§ **Excerpted passage**
Business Case Of Diversity Management

The role of the Human Resource Manager is evolving with the change in competitive market environment and the realization that Human Resource Management must play a more strategic role in the success of an organization. Organizations that do not put their emphasis on attracting and retaining talents may find themselves in dire consequences, as their competitors may be outplaying them in the strategic employment of their human resources.

With the increase in competition, locally or globally, organizations must become more adaptable, resilient, agile, and customer-focused to succeed. And within this change in environment, the HR professional has to evolve to become a strategic partner, an employee sponsor or advocate, and a change mentor within the organization. In order to succeed, HR must be a business driven function with a thorough understanding of the organization’s big picture and be able to influence key decisions and policies. In general, the focus of today’s HR Manager is on strategic personnel retention and talents development. HR professionals will be coaches, counsellors, mentors, and succession planners to help motivate organization’s members and their loyalty. The HR manager will also promote and fight for values, ethics, beliefs, and spirituality within their organizations, especially in the diversity management.

This assignment will highlight critically on what are best practices of diversity management are in the contemporary Organizations. Can HRM meet the challenges of diversity management, how to motivate employees through gain-sharing and executive information system through proper planning, organizing, leading and controlling their human resources?

Diversity Management

Introduction

Diversity management developed as a concept in the late 1980s in North America and concept gained popularity as a new management approach in the United Kingdom and also continued with the same because of persistent social and economic climate. Now days it is requisite for any successful workplace strategy due competitive pressures on organisation to sustain and improve economic performance and the changing expectations and aspirations of society. The increasing pressure is forcing attention on the requirement to address contextual realities, which have been ignored for the years. The diversity management implications of this are an employee composed of white, heterosexual, able-bodied males is now out of date as it does not reflect the correct mixture of current labour market.

§ **Instruction 1**
Based on the diversity management passage, do these statements agree with it? Answer yes or no for each and quote the words that decide it. (a) Diversity management first developed as a concept in the late 1980s in North America. (b) Today's HR Manager is described as focusing mainly on payroll and legal compliance. (c) Increased competition means organizations must become more adaptable to succeed.
§ **Instruction 2**
According to the diversity management passage, why may organizations that do not emphasize attracting and retaining talent face dire consequences?

§ **Listed records**
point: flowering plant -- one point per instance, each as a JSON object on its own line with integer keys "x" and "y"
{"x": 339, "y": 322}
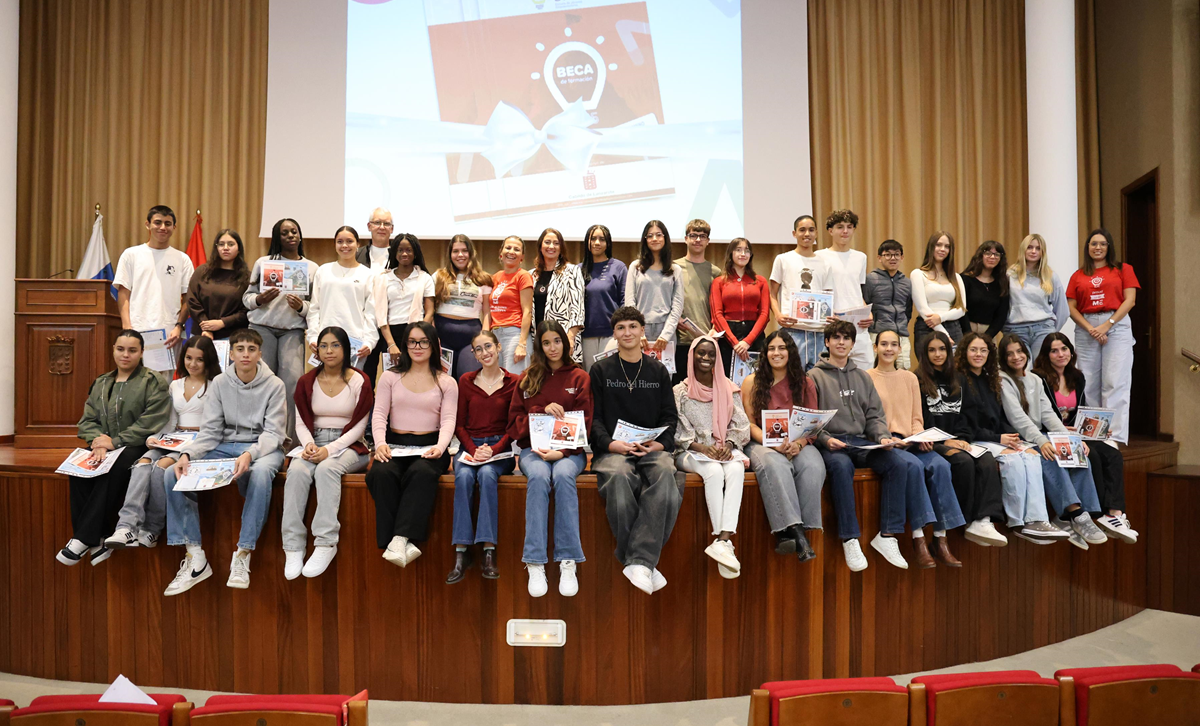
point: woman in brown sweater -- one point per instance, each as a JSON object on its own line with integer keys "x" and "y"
{"x": 214, "y": 297}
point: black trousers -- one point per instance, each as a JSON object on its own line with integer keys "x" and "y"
{"x": 976, "y": 484}
{"x": 406, "y": 489}
{"x": 371, "y": 365}
{"x": 1108, "y": 471}
{"x": 96, "y": 502}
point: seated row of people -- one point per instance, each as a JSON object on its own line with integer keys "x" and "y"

§ **Complete answer 1**
(a) Yes: "Diversity management developed as a concept in the late 1980s in North America"
(b) No: "the focus of today’s HR Manager is on strategic personnel retention and talents development"
(c) Yes: "With the increase in competition, locally or globally, organizations must become more adaptable, resilient, agile, and customer-focused to succeed."

§ **Complete answer 2**
Their competitors may be outplaying them in the strategic employment of their human resources.